TASK OBJECTIVE
Turn each line of the items below into a row of a Markdown table with two columns, No and Line. Number the rows and leave out blank lines.

Records of labeled boxes:

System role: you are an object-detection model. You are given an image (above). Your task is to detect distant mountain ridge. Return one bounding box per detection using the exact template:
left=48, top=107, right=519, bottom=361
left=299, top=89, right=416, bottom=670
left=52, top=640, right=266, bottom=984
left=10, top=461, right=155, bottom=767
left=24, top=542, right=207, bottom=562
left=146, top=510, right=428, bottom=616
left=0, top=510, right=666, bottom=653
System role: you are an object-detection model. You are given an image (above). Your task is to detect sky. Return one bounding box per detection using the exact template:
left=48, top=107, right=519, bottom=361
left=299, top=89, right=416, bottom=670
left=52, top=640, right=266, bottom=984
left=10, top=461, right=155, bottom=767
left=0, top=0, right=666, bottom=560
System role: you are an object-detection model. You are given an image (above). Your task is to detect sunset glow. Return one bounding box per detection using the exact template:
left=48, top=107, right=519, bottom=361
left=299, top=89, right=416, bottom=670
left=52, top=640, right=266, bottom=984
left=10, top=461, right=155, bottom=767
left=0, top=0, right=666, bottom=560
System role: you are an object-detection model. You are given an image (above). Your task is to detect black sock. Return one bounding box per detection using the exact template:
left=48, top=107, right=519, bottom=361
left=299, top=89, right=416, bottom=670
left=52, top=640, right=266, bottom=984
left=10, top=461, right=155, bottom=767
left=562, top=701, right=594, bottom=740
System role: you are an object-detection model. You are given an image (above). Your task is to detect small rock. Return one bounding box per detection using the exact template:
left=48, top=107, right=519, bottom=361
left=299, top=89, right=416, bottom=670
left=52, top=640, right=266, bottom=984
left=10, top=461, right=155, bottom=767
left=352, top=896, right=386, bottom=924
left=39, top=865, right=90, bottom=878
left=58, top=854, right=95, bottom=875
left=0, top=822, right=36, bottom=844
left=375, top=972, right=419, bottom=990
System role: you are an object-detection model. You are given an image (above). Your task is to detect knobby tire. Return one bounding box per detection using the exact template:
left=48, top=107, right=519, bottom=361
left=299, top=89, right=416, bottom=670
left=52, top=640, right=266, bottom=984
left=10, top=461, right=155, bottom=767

SOLUTION FOR THIS EXERCISE
| No | Line |
|---|---|
| 1 | System role: you are an object-detection model. You are given an image (above). Your task is to detect distant mountain ridge. Return one bounding box per detection using the exact template: |
| 2 | left=48, top=107, right=519, bottom=361 |
| 3 | left=299, top=89, right=416, bottom=670 |
| 4 | left=52, top=640, right=266, bottom=984 |
| 5 | left=10, top=461, right=155, bottom=767 |
| 6 | left=24, top=542, right=207, bottom=562 |
| 7 | left=146, top=510, right=428, bottom=616 |
| 8 | left=0, top=510, right=666, bottom=653 |
| 9 | System role: you are an object-detection model. You are given an image (above). Your task is to detect sky. Return one bounding box per detection using the exact template: |
| 10 | left=48, top=107, right=519, bottom=361 |
| 11 | left=299, top=89, right=416, bottom=670 |
| 12 | left=52, top=640, right=266, bottom=984 |
| 13 | left=10, top=461, right=155, bottom=767 |
| 14 | left=0, top=0, right=666, bottom=560 |
| 15 | System role: you are an object-detection model. You are given an image (above). Your task is to detect sunset glow. Return one bounding box per detection using the exact template: |
| 16 | left=48, top=107, right=519, bottom=361 |
| 17 | left=299, top=89, right=416, bottom=670 |
| 18 | left=52, top=640, right=266, bottom=984 |
| 19 | left=10, top=461, right=155, bottom=767 |
| 20 | left=0, top=0, right=666, bottom=560 |
| 21 | System role: you are an object-detection model. You are given an image (above). Your task is to detect black sock. Return one bounding box per detection using the exact template: |
| 22 | left=48, top=107, right=519, bottom=361 |
| 23 | left=299, top=89, right=416, bottom=670 |
| 24 | left=52, top=640, right=266, bottom=984 |
| 25 | left=10, top=461, right=155, bottom=767 |
| 26 | left=562, top=701, right=594, bottom=740 |
| 27 | System role: you are an object-detection model. You are given an image (above). Your task is to detect small rock. Return one bounding box per detection using the exact template: |
| 28 | left=48, top=107, right=519, bottom=361 |
| 29 | left=299, top=89, right=416, bottom=670 |
| 30 | left=52, top=640, right=266, bottom=984 |
| 31 | left=10, top=461, right=155, bottom=767 |
| 32 | left=352, top=896, right=386, bottom=924 |
| 33 | left=39, top=865, right=90, bottom=878 |
| 34 | left=58, top=854, right=95, bottom=875 |
| 35 | left=0, top=822, right=36, bottom=844 |
| 36 | left=375, top=972, right=419, bottom=990 |
| 37 | System role: you are an object-detection model. You are given an image (above). Your task is to detect knobby tire. Return one bounding box per detection using the exact template: |
| 38 | left=48, top=107, right=519, bottom=361 |
| 39 | left=299, top=89, right=416, bottom=670 |
| 40 | left=52, top=640, right=266, bottom=984 |
| 41 | left=10, top=461, right=155, bottom=767 |